Understanding the Ins and Outs of Plantar Fasciitis and How to Treat It

Emily Chan
Published Mar 10, 2024



The symptoms of plantar fasciitis can range from mildly annoying to completely debilitating. The condition is caused by inflammation of the plantar fascia, the band of connective tissue that stretches from the heel to the ball of the foot. The condition is extremely prevalent in runners, however, it can strike anyone to some degree. Here is an overview of the condition, including risk factors, symptoms, and treatment tips.
 

Plantar Fasciitis Risk Factors



You do not have to be an athlete or exercise enthusiast to be at risk of developing plantar fasciitis. The condition is most common in individuals between the ages of 40 and 60. Being overweight can aggravate the issue because of the pressure that is naturally put on the plantar fascia tissue.

There are also specific types of exercise that may put you at a higher risk of developing this condition. Activities that apply pressure to the heel are some of the most likely culprits. This includes running, dancing, and basketball. Individuals who have jobs that require that they spend extended periods of time on their feet are also more at risk. Occupations that see a high incidence of the condition include factory workers, nurses, and teachers.

Lastly, simple foot mechanics can also increase the odds that you experience plantar fasciitis. For instance, flat-footed individuals or those with exceptionally high arches may be at a higher risk.
 

Plantar Fasciitis Causes



The causes of plantar fasciitis encompass a wide array of causes ranging from poor genetics to improper exercise form. At its root, the condition is caused by stress and tension that creates tears in the fibers of the connective tissue. These tears trigger the inflammation that presents as plantar fasciitis.

**Data excerpts**:
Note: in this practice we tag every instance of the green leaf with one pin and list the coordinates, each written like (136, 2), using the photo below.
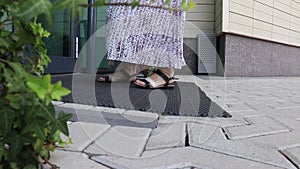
(29, 9)
(74, 5)
(37, 127)
(16, 142)
(58, 91)
(7, 117)
(135, 3)
(46, 112)
(3, 152)
(100, 2)
(61, 123)
(4, 43)
(30, 166)
(39, 85)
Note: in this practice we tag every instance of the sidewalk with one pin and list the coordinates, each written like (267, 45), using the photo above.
(264, 131)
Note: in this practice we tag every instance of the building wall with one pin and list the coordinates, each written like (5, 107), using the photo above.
(218, 16)
(245, 56)
(273, 20)
(200, 19)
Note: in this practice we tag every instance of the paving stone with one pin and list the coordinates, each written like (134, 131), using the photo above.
(222, 122)
(263, 96)
(293, 154)
(260, 126)
(76, 106)
(56, 103)
(181, 158)
(105, 116)
(236, 107)
(167, 136)
(70, 160)
(222, 97)
(213, 139)
(83, 134)
(285, 104)
(121, 141)
(141, 117)
(108, 110)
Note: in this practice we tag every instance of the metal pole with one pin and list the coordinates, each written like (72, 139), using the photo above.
(92, 27)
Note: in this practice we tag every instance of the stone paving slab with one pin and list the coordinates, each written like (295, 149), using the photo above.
(213, 139)
(181, 158)
(260, 126)
(237, 107)
(108, 110)
(142, 117)
(110, 116)
(83, 134)
(167, 136)
(284, 104)
(222, 122)
(120, 141)
(72, 160)
(293, 154)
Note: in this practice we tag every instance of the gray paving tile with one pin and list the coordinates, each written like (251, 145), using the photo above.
(213, 139)
(105, 116)
(222, 122)
(263, 96)
(181, 158)
(70, 160)
(260, 126)
(76, 106)
(285, 104)
(142, 117)
(167, 136)
(83, 134)
(236, 107)
(108, 110)
(293, 154)
(56, 103)
(120, 141)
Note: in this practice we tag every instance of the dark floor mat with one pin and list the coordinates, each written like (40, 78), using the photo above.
(185, 99)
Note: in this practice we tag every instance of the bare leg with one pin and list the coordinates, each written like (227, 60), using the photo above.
(118, 75)
(169, 72)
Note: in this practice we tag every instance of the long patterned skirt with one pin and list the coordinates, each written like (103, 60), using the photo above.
(145, 35)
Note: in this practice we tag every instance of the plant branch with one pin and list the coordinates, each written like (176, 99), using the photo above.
(4, 61)
(130, 4)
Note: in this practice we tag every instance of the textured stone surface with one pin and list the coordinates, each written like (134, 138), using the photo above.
(83, 134)
(181, 158)
(259, 126)
(293, 154)
(213, 139)
(70, 160)
(142, 117)
(121, 141)
(167, 136)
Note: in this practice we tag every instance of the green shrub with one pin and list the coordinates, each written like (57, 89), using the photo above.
(29, 127)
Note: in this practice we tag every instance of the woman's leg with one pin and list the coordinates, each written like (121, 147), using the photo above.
(125, 72)
(157, 80)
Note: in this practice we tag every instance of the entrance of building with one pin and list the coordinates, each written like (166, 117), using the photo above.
(68, 38)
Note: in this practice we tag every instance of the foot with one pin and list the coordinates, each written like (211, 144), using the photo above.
(156, 80)
(118, 76)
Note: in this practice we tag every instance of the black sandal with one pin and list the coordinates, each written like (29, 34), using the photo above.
(148, 82)
(125, 77)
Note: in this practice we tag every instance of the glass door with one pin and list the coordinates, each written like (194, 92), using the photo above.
(61, 45)
(69, 37)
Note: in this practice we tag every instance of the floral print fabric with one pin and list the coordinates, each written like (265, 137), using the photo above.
(145, 35)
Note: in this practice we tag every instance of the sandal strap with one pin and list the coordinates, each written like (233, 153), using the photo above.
(164, 77)
(125, 74)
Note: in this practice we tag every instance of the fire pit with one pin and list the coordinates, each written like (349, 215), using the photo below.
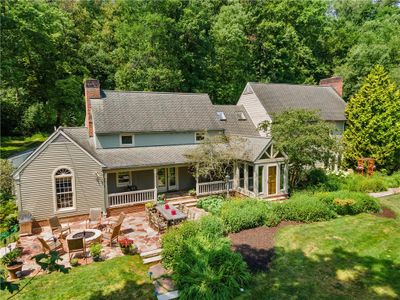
(90, 235)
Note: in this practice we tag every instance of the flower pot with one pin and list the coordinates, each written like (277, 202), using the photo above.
(13, 269)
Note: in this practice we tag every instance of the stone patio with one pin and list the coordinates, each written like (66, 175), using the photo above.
(135, 226)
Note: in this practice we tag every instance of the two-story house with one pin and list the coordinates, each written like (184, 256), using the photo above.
(133, 147)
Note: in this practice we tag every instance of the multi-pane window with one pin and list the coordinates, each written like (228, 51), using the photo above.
(200, 136)
(64, 188)
(123, 179)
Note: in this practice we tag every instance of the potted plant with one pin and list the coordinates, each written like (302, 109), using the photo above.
(127, 246)
(12, 262)
(95, 251)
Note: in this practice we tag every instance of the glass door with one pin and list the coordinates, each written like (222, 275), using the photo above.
(271, 180)
(172, 179)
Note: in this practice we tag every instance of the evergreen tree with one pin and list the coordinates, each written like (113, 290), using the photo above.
(373, 116)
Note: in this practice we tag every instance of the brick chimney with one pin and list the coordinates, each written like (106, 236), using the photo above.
(335, 82)
(92, 91)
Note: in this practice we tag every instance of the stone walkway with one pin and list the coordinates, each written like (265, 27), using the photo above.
(135, 226)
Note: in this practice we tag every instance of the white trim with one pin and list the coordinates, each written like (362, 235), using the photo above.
(53, 178)
(43, 146)
(124, 184)
(195, 136)
(126, 145)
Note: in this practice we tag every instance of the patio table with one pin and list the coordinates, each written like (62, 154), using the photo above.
(91, 235)
(166, 213)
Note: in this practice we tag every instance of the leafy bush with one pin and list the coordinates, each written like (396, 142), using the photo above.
(211, 204)
(349, 203)
(247, 213)
(95, 251)
(304, 208)
(358, 183)
(204, 265)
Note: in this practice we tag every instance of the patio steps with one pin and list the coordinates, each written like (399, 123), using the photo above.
(151, 256)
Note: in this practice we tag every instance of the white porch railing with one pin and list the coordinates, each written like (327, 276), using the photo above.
(214, 187)
(135, 197)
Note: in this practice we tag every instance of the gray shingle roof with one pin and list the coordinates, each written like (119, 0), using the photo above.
(234, 126)
(152, 112)
(277, 97)
(150, 156)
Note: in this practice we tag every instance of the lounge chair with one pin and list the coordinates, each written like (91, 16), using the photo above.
(56, 226)
(114, 234)
(94, 218)
(49, 245)
(76, 245)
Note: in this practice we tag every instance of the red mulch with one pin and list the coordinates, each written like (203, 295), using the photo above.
(257, 245)
(386, 213)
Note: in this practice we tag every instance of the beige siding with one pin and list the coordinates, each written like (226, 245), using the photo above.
(253, 107)
(36, 181)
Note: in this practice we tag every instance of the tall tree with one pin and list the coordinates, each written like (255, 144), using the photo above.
(304, 137)
(373, 116)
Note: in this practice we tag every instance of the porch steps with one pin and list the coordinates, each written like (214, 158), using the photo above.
(151, 253)
(152, 259)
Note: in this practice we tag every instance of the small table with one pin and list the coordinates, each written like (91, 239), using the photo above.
(166, 213)
(90, 235)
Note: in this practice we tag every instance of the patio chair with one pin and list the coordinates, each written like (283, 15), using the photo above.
(114, 234)
(94, 218)
(75, 246)
(120, 220)
(50, 245)
(56, 226)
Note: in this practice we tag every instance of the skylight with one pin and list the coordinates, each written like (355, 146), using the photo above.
(240, 116)
(221, 116)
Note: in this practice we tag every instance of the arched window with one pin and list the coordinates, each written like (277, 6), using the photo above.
(64, 188)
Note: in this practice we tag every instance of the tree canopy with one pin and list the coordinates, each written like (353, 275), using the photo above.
(304, 137)
(215, 46)
(373, 116)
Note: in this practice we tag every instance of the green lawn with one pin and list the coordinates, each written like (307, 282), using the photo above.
(119, 278)
(13, 145)
(353, 257)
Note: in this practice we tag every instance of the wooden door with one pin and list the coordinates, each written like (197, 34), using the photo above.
(272, 180)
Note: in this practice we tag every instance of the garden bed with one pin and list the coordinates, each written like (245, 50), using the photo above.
(257, 245)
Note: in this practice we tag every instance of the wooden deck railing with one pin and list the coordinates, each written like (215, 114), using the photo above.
(214, 187)
(135, 197)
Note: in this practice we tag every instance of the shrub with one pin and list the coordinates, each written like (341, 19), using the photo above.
(304, 208)
(211, 204)
(95, 251)
(202, 260)
(248, 213)
(349, 203)
(358, 183)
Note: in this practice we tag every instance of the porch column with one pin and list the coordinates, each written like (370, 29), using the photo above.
(155, 184)
(236, 175)
(197, 180)
(286, 178)
(255, 180)
(246, 177)
(105, 182)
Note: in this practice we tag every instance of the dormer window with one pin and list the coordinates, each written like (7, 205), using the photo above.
(221, 116)
(240, 115)
(126, 140)
(199, 136)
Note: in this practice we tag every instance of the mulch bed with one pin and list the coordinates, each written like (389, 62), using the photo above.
(386, 213)
(257, 245)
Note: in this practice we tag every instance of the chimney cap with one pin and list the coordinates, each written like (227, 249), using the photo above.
(92, 83)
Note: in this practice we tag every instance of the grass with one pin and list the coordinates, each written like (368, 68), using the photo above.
(352, 257)
(119, 278)
(392, 202)
(13, 145)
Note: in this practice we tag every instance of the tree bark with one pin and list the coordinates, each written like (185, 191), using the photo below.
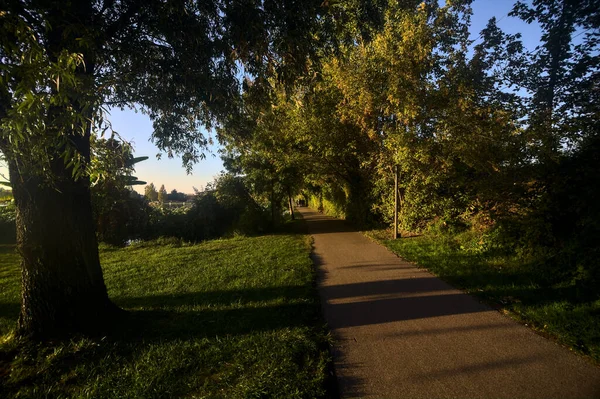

**Instructions for the task**:
Answer these from the plantar fasciitis article:
1. Between which ages is the condition most common?
2. Which occupations does the article say see a high incidence of it?
3. What triggers the inflammation that presents as plantar fasciitis?

**Answer to this exercise**:
1. Between 40 and 60.
2. Factory workers, nurses, and teachers.
3. Tears in the fibers of the connective tissue.